• _EXERCISE TASKS_:
**A.** In the comments on Cannabis in Mendocino County, list every substance that is mentioned by name.
**B.** Translate this sentence from the comments on Cannabis in Mendocino County into Spanish: "Any type of production-related regulation will always favor those willing to break the rules."
**C.** According to the comments on Cannabis in Mendocino County, which measure did the citizens repeal?

• _SOURCE DOCUMENT_:
╔══
I don't see what the argument is here. At the roughest estimate, 7x3 is 21 and 10,000 x 10,000 is one hundred million. Twenty hundred millions is two billion. Take into account a few more than 70,000 people have jobs and/or the average salary is a bit more than $30,000 and you have the $2.38 billion. I don't see how that is careless use of statistics.
My original point in using these numbers was more than a third of all money made in Mendocino County was due to
Cannabis production.
You are right – sorry about that… I am a recovering alcoholic and watching any drug of any kind hit the streets hurts.
It is a shame that Alcoholic Anonymous teaches its devotees that all drugs are the same (except for refined sugar and caffeine). This is an especially bad thing given the case for harm reduction when substituting
Cannabis for alcohol.
OK – I agree. Legalize it. But I will quote you “Good luck with that”. In the meantime the band-aid “Measure B” is the only tool the citizens have to work with. We repealed “Measure G” (our attempt at liberalizing grow restrictions) because we tried it your way and we were crushed by greed and the quick deterioration of our life style.
In my opinion, Measure G was not enough. It still placed a cap on plant number and canopy space. There can be no free market price reduction for medicinal
Cannabis with the presence of production limits. A collective of horticultural experts could produce enough
Cannabis to supply every medical patient with every variety that they could ask for at a significantly reduced price if there were no such restrictions. If some of this product accidentally leaked into the black market, it would put all of your reckless neighbors out of business. Any type of production-related regulation will always favor those willing to break the rules. The more heavy-handed the rules are, the more profit the rule breakers stand to make. It is my suspicion that the people of Mendocino County will see Measure B as dealing a blow to patients and as a win for the black market. Measure B was bound to pass all along due to the majority of black market producers being against medicinal
Cannabis laws altogether.
If you think it is sad to watch a neighborhood of Victorians go to crack houses you should see the results of bulldozers and chemicals on the forest.
╚══
• _INFORMATION PROVIDED_:
╔══
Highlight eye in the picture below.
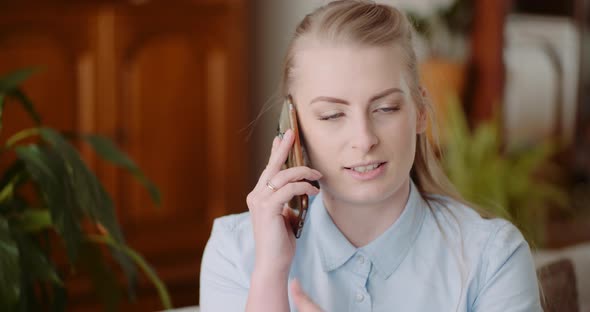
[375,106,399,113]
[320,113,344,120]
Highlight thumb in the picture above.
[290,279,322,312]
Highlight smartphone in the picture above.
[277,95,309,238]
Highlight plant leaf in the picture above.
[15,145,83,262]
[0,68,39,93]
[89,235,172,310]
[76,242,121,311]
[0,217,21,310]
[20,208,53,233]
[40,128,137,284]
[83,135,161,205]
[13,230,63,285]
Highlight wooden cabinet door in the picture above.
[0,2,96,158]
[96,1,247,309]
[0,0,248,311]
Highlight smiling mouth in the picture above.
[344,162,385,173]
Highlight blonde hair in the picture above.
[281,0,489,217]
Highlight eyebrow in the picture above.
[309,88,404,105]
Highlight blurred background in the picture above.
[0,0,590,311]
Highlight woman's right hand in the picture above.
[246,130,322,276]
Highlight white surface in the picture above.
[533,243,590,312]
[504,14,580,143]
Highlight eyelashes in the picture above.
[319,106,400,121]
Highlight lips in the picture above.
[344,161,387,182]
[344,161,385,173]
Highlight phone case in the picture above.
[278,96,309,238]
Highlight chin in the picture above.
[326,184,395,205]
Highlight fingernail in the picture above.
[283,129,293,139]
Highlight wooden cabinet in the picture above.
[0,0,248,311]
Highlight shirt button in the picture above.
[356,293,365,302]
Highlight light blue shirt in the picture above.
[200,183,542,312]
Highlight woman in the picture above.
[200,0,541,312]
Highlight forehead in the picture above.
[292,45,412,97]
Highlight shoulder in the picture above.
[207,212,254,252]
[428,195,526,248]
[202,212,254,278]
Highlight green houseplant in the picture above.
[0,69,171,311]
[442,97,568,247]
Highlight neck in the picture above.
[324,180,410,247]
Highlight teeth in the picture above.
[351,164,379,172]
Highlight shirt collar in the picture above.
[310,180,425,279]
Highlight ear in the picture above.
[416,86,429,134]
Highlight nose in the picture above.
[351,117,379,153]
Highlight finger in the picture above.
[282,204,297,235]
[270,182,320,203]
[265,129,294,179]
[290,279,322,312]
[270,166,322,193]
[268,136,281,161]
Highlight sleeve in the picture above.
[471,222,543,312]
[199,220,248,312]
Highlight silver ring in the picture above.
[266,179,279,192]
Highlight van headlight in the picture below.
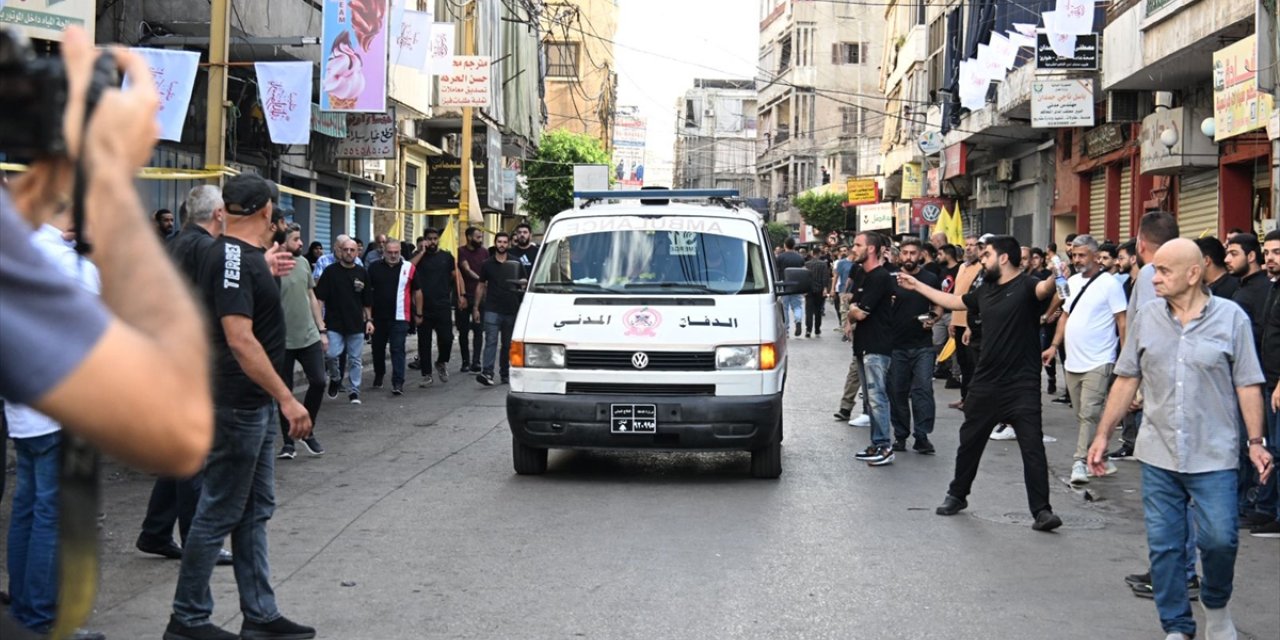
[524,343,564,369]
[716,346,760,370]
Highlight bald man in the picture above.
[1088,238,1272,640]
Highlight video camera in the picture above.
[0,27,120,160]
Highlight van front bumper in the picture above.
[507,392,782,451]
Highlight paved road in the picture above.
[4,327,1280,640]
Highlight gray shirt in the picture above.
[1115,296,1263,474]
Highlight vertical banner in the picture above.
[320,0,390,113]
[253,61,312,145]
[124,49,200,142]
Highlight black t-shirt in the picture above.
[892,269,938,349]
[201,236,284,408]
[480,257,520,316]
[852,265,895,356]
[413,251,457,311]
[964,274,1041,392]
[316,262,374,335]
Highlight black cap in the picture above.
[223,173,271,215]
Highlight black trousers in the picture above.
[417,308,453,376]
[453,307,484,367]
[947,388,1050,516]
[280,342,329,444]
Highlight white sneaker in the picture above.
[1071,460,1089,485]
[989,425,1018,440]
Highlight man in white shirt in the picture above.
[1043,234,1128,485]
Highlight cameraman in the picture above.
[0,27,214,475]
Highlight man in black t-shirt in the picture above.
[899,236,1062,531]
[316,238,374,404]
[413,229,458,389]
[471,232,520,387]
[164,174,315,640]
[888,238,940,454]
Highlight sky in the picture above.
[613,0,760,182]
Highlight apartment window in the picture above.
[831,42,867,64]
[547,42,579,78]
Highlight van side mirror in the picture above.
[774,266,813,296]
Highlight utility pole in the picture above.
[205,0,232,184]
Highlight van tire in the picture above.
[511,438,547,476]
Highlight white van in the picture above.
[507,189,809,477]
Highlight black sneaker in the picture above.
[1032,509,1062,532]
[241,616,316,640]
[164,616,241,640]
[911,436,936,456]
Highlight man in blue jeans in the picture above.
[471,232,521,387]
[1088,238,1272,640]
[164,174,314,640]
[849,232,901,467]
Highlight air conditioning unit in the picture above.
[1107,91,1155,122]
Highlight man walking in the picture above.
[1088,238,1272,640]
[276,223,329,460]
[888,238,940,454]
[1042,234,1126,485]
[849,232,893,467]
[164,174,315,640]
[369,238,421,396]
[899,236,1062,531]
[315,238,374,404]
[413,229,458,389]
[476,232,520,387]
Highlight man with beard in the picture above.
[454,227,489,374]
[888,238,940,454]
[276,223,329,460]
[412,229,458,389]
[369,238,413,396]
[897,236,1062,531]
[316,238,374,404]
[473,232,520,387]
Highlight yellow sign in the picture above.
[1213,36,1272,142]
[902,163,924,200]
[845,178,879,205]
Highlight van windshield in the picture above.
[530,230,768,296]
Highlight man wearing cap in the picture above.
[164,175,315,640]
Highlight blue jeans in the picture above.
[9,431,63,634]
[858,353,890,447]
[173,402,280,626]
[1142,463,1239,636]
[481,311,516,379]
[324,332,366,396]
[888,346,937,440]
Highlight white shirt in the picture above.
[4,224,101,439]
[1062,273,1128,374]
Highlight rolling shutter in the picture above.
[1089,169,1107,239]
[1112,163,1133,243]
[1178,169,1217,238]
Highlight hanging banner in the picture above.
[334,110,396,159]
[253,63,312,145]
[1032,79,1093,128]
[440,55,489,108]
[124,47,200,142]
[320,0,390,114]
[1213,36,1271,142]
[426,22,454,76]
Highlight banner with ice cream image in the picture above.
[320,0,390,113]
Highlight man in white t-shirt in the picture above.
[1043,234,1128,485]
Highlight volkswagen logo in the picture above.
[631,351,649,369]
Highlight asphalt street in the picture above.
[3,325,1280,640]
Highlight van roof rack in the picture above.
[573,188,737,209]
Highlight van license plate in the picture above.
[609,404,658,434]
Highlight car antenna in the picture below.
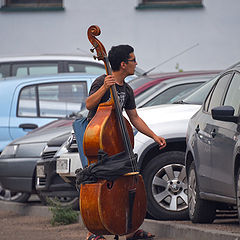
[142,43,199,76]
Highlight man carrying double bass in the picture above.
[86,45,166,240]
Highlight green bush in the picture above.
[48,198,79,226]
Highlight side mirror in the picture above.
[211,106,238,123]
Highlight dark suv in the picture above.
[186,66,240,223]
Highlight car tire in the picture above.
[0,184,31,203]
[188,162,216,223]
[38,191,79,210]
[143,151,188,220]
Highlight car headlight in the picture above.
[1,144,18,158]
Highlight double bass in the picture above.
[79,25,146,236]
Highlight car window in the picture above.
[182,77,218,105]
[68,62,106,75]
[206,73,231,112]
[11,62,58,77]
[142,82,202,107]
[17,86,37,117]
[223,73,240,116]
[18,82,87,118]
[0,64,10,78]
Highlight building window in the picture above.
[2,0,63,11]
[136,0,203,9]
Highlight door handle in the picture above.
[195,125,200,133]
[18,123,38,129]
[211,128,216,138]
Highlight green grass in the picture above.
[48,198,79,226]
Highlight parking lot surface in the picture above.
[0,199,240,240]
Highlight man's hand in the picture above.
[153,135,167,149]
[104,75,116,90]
╚══
• _TASK-BY-TASK SOLUTIONS_:
**A.** Alcohol, refined sugar, caffeine, Cannabis, crack

**B.** Cualquier tipo de regulación relacionada con la producción siempre favorecerá a quienes estén dispuestos a romper las reglas.

**C.** Measure G